_PROMPT_. Set down again exactly the lines of the listing below that fall between the line holding "of the cloud" and the line holding "man in plaid", inclusive.

_THE RECORDS_.
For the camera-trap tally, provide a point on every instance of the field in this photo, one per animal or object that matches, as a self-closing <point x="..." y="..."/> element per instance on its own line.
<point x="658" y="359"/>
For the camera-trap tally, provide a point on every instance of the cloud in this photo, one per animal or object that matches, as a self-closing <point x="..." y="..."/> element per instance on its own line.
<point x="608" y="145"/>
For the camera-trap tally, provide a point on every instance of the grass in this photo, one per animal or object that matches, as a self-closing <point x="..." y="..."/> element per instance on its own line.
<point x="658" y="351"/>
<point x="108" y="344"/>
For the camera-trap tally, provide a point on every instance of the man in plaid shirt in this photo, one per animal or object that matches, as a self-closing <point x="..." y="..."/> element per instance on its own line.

--

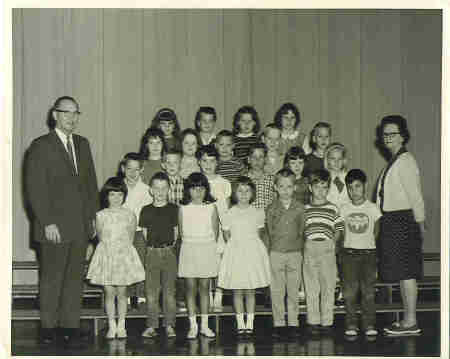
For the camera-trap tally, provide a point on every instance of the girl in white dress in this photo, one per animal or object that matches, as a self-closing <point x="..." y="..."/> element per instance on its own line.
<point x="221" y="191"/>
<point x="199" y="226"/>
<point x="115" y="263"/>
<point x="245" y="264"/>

--

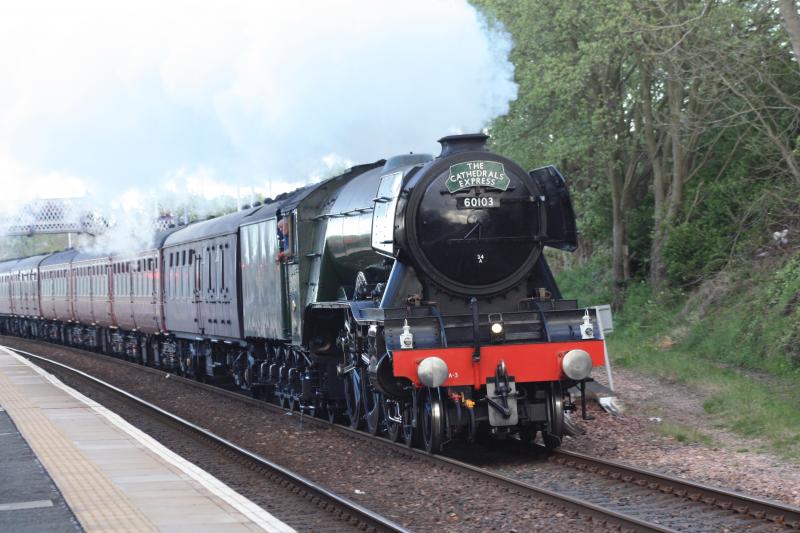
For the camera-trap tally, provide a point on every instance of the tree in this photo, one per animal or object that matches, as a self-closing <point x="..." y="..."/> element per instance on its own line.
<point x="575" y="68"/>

_SOLVED PROBLEM_.
For the camera-trap tally, provide a point on every instance of the cloud in this photo, one per animal or object that matches, as a self-closing <point x="..." y="..."/> element per instance on its own line.
<point x="608" y="145"/>
For the camera-trap tally, provide a point on every instance of the grass in this photo, one per animal or object that matches, as a self-closing <point x="..." y="..."/> element per instance on its own line.
<point x="658" y="351"/>
<point x="108" y="344"/>
For the camera-trap tally, provide a point on every instance of the man in plaid shirt in this photo, one per animal or object that matches, as a self-closing <point x="..." y="..."/> element per instance on its own line.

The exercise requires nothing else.